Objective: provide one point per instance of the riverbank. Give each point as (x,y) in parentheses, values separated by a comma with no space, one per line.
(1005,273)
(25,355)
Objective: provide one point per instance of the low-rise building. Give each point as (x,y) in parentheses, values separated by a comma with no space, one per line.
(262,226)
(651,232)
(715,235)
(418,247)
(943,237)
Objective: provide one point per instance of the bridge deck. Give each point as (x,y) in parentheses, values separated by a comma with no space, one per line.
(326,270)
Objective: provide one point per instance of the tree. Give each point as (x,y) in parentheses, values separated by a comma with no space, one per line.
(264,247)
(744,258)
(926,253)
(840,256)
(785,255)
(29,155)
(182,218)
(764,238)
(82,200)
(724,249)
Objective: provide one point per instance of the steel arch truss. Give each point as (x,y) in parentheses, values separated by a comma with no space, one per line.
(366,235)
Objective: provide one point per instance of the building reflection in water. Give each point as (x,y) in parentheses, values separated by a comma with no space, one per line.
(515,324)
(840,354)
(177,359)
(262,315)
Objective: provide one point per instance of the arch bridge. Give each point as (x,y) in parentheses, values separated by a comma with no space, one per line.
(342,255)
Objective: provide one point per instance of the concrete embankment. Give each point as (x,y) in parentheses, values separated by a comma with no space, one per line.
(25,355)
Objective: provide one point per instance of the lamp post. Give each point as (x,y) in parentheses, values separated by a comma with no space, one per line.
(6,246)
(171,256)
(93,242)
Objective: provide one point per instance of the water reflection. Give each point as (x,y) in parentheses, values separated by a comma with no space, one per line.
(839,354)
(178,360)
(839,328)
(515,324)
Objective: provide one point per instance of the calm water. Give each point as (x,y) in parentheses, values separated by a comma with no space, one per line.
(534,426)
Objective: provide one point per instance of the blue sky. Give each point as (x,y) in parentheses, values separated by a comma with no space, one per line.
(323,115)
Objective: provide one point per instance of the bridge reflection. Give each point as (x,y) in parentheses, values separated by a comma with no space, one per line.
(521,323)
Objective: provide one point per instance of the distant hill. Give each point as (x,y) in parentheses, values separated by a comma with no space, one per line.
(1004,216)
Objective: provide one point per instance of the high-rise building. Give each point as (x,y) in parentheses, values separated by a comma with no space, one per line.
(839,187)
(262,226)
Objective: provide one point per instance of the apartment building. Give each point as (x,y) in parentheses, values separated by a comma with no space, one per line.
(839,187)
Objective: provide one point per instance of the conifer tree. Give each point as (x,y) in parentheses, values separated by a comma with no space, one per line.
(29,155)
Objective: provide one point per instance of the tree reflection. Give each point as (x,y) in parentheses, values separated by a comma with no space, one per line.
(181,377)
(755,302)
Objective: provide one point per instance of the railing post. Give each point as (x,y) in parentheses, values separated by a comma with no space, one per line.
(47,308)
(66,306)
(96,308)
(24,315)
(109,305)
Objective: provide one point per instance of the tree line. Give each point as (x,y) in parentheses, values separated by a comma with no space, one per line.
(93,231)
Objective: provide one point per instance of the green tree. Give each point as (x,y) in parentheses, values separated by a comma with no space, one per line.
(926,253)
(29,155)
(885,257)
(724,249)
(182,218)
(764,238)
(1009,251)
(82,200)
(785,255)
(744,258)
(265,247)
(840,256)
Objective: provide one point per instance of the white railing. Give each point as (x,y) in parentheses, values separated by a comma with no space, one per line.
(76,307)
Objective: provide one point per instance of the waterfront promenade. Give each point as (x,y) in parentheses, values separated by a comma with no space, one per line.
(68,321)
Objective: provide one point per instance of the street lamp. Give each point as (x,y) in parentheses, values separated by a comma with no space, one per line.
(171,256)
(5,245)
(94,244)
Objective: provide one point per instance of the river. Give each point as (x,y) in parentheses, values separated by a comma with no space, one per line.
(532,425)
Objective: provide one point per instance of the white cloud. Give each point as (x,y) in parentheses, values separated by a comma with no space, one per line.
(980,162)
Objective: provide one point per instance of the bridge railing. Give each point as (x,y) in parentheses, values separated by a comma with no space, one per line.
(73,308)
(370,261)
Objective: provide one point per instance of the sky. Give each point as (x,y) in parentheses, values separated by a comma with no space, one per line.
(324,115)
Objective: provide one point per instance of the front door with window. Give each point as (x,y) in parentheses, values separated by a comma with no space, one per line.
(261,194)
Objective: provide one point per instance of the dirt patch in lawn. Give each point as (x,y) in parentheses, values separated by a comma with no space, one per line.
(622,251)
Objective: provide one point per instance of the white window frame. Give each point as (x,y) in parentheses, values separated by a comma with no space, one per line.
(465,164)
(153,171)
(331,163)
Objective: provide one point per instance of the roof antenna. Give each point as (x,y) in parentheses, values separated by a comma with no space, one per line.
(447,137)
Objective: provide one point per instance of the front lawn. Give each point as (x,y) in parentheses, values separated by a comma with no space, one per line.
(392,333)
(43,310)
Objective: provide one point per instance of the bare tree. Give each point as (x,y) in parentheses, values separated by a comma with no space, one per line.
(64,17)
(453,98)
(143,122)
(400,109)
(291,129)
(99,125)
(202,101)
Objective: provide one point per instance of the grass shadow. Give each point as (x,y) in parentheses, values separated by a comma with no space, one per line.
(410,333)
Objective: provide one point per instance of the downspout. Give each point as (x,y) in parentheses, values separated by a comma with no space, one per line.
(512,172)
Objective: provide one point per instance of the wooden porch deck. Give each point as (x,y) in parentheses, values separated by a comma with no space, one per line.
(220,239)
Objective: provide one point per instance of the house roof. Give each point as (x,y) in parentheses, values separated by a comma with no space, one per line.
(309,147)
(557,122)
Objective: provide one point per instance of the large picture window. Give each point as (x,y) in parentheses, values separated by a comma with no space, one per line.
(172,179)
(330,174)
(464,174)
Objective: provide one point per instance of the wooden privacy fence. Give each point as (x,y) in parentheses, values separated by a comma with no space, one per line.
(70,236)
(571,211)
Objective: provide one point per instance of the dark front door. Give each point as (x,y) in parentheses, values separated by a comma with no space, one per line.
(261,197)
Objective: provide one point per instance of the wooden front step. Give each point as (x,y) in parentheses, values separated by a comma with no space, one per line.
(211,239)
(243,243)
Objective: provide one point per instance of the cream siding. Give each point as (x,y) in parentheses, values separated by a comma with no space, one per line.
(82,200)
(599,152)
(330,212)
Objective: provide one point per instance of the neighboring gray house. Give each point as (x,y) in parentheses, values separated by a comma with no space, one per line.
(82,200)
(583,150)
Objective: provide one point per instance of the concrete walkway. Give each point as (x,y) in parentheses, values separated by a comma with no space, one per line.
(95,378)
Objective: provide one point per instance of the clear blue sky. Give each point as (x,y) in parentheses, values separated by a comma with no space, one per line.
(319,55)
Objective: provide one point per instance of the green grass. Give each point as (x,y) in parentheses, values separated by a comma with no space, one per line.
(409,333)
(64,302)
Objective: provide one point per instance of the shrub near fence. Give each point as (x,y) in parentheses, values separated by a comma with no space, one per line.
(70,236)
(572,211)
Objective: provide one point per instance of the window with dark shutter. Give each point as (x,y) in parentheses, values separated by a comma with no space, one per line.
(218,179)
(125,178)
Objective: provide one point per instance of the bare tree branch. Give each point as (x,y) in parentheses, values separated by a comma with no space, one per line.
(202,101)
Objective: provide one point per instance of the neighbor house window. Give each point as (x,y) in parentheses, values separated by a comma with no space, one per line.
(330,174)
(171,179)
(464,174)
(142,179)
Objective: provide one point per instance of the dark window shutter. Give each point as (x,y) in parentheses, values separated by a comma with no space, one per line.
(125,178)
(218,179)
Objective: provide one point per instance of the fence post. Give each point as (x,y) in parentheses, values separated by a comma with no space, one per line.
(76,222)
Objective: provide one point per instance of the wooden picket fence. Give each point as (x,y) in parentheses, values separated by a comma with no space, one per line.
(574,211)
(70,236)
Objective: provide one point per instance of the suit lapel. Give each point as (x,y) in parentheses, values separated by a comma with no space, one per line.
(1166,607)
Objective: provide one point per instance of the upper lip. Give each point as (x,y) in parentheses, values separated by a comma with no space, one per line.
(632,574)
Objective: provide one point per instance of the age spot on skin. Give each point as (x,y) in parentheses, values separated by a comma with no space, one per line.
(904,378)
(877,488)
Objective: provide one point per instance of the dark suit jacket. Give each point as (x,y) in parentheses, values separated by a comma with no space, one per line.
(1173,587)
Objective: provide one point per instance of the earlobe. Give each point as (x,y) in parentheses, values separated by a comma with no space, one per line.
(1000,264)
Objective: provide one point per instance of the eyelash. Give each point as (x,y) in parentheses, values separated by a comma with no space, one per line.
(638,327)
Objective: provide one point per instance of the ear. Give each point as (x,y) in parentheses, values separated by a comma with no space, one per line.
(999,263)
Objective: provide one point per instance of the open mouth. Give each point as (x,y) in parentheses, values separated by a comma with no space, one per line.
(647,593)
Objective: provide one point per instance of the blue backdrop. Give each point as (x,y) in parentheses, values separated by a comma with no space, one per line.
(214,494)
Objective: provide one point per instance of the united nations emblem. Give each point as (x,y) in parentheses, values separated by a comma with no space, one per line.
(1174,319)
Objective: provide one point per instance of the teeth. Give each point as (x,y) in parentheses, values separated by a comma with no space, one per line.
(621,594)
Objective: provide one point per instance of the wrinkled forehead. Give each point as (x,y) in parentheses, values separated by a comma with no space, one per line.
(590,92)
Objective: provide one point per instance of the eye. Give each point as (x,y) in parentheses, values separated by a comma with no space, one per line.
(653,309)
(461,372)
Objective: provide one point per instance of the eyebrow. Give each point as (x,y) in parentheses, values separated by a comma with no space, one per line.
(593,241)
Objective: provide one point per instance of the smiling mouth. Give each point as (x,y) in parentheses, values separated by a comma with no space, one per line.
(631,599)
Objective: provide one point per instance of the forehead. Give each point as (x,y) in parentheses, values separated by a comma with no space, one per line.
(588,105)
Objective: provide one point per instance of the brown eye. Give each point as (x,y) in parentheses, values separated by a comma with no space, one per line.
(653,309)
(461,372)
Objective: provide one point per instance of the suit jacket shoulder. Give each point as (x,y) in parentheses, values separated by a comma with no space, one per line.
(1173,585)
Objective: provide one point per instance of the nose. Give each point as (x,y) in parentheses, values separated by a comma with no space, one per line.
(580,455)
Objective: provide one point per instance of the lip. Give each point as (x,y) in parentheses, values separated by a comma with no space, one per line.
-=-=-=-=-
▶ **Stated problem**
Repeat, with no changes, each line from the one with "Objective: provide one point per instance of the brown" to the end of the listing, including both ends and nothing else.

▶ **Task output**
Objective: provide one point per instance of the brown eye. Give each point as (x,y) in parentheses, values separated by a comma with no space, one per line.
(653,309)
(461,372)
Objective: provide one point per instance of the suit jacket shoulder. Give each point as (x,y) in parentheses, values separated by a comma with no space, one per line.
(1173,585)
Objective: provide one point per instance of the nose. Give each point as (x,y) in parentheses, values separated by a comma with no space, one per line.
(580,455)
Objective: provide one point per instance of the lip. Give each point as (x,y) in parentheses, values separated by a comma with no space, one per line.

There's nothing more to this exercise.